• [What you should do] Which lines in the items below contain the word "black"? Return each of those lines in full.

• [Material shown]
>> begin

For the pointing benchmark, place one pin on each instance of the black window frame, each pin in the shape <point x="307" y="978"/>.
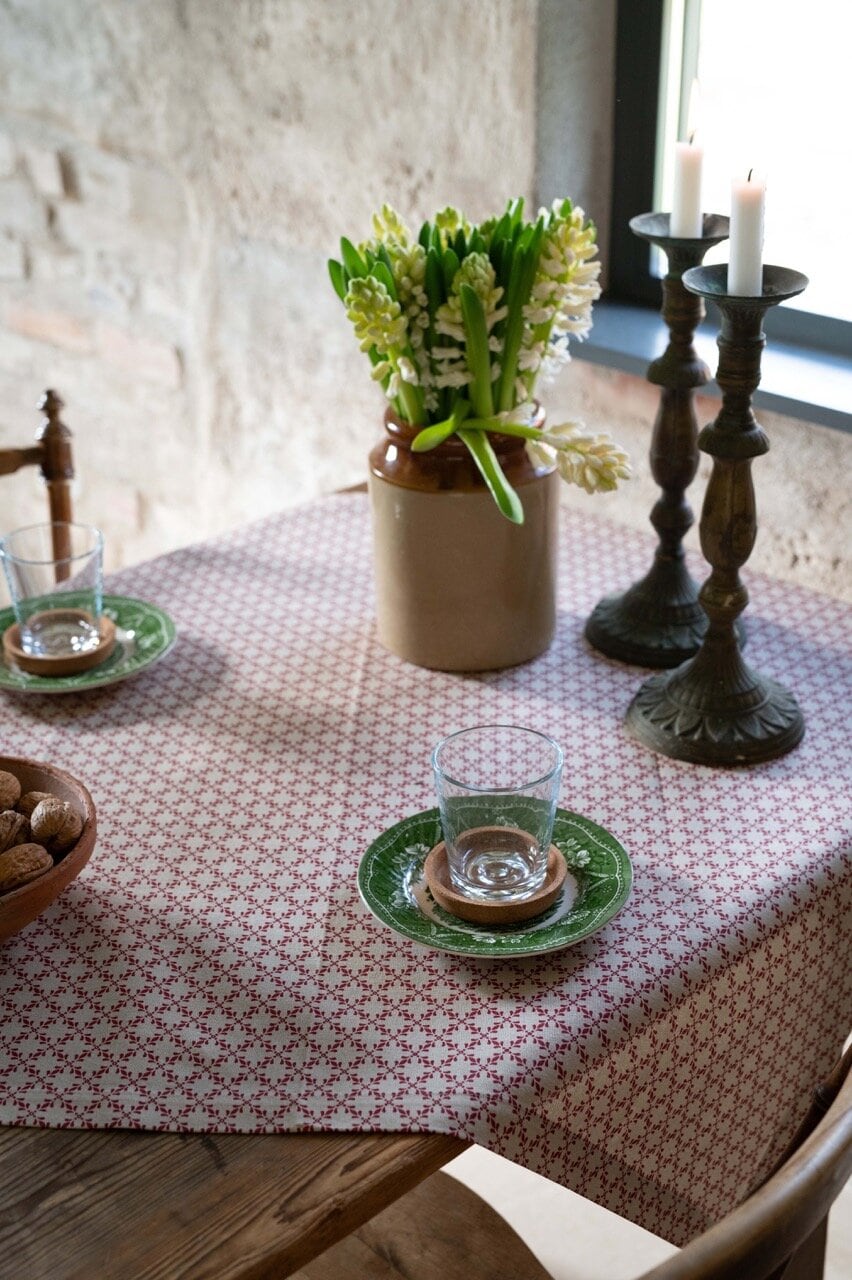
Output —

>> end
>> begin

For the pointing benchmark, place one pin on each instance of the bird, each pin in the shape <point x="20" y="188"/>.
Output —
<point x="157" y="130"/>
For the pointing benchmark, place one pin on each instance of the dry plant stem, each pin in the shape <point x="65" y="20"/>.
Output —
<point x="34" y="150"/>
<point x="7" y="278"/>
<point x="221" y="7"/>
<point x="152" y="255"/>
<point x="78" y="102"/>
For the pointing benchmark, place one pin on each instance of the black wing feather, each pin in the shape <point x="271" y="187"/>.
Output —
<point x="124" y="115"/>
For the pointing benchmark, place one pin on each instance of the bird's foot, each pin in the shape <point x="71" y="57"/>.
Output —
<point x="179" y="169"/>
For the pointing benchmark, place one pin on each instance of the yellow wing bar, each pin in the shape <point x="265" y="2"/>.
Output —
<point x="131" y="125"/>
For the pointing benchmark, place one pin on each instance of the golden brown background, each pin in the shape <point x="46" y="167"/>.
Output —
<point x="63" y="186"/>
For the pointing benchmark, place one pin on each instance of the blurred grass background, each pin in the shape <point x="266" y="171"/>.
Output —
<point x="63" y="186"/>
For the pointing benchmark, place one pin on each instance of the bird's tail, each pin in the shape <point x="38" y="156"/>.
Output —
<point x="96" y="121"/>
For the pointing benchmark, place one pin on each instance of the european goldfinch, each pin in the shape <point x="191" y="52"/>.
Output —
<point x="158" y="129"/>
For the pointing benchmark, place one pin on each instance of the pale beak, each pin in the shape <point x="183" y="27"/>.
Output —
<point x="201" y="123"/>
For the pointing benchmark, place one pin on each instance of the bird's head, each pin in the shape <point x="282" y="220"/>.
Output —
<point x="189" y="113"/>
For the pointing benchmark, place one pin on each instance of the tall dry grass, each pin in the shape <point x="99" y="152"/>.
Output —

>> end

• [Result for this task]
For the pointing benchmark, place one pin on each instance of the black window frame, each pin in the shape <point x="307" y="978"/>.
For the pointing benchmark, place one pin on each instance of the black wing feather, each pin in the shape <point x="271" y="187"/>.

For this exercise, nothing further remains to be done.